### Work required:
Answer with the number of lines in the listing below that contain the word "snowman", and nothing else.

### Record extracts:
--------------------------------------------------

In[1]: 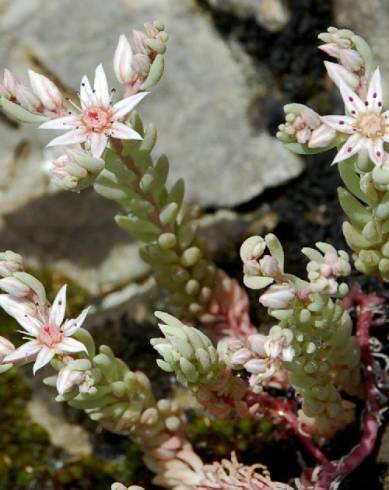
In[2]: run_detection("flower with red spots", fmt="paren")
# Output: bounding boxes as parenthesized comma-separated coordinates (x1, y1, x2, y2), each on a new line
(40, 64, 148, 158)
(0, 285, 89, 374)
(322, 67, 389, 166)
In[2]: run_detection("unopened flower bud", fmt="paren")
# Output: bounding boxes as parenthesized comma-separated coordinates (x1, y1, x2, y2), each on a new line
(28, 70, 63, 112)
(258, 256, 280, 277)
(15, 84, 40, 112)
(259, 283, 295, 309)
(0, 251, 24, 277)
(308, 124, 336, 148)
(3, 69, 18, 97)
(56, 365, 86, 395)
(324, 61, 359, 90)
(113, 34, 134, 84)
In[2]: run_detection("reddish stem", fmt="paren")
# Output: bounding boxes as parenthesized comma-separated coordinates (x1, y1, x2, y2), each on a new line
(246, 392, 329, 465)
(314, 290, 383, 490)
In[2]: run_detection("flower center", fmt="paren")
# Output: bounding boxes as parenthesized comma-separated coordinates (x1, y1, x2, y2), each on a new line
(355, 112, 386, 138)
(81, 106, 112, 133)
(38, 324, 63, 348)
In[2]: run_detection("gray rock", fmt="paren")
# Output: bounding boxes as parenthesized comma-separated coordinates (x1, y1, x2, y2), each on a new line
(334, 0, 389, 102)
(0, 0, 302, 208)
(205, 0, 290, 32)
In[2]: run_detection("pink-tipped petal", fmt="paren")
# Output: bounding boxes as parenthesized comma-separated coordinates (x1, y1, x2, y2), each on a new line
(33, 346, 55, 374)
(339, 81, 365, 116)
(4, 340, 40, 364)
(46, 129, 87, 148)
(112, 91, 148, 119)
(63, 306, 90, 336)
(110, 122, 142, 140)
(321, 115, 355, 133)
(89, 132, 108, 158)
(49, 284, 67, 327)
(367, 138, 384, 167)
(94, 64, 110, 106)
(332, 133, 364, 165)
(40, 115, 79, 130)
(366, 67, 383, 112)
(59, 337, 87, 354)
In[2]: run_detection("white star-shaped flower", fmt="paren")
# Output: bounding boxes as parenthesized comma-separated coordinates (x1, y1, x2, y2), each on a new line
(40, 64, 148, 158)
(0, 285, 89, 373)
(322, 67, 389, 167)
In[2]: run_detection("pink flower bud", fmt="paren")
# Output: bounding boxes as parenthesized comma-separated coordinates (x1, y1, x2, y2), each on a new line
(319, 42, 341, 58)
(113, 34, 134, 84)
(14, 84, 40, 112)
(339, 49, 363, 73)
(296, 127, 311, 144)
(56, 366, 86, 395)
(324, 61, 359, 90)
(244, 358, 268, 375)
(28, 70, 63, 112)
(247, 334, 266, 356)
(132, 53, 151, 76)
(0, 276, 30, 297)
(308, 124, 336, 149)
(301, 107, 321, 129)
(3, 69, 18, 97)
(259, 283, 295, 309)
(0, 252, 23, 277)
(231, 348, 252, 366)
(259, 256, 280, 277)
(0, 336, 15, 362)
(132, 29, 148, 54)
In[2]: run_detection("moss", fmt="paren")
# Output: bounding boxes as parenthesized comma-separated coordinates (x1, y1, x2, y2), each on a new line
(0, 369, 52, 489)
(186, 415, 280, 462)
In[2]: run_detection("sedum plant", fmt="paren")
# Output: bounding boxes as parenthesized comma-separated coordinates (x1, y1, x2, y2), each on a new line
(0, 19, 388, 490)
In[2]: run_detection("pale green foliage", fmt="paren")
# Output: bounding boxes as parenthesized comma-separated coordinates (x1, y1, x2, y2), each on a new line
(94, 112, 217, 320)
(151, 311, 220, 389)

--------------------------------------------------

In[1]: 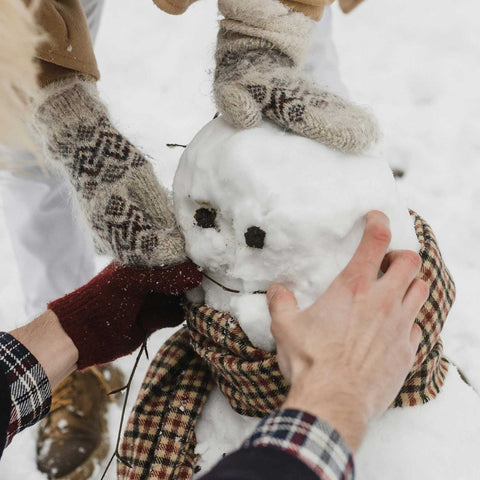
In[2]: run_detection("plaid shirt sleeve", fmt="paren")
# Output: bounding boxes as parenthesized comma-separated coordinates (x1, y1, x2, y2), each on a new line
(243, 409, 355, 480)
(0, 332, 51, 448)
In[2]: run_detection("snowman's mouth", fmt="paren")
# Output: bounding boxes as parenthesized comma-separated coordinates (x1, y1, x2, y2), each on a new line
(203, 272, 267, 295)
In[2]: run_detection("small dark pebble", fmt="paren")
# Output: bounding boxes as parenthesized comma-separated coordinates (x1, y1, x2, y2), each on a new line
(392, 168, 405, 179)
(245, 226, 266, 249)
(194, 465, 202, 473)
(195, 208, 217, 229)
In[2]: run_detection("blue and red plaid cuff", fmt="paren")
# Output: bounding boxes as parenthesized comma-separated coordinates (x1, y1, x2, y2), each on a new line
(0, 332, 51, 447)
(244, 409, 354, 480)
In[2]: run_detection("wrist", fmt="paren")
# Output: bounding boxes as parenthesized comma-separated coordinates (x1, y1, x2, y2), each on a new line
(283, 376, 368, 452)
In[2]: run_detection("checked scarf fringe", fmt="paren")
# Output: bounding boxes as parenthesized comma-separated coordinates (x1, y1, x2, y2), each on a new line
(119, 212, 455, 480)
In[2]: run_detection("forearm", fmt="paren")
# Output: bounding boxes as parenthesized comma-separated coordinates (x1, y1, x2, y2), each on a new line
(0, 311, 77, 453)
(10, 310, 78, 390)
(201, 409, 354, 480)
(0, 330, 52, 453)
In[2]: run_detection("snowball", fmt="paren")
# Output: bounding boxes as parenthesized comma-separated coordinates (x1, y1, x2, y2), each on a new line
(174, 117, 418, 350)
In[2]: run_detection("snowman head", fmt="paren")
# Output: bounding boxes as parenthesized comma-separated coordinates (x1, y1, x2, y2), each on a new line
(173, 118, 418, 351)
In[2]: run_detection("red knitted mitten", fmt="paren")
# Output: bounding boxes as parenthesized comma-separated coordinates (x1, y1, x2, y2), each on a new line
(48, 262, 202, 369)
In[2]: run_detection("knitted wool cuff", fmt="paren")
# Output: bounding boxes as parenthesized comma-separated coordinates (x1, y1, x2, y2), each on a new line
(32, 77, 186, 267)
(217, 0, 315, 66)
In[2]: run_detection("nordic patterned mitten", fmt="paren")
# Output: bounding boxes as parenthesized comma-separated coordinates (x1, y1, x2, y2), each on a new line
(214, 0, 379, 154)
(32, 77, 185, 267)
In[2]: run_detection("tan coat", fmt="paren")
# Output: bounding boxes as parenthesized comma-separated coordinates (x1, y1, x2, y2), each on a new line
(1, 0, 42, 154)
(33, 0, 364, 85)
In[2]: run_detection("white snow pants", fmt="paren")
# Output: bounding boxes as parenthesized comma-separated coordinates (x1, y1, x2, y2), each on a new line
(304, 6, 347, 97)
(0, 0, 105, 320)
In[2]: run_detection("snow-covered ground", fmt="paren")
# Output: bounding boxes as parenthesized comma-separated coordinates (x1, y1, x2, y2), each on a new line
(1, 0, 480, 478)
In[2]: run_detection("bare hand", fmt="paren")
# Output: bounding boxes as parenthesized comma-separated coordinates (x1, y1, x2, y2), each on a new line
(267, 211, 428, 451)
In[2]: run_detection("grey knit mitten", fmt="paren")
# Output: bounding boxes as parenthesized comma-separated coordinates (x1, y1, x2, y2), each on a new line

--------------------------------------------------

### Answer space:
2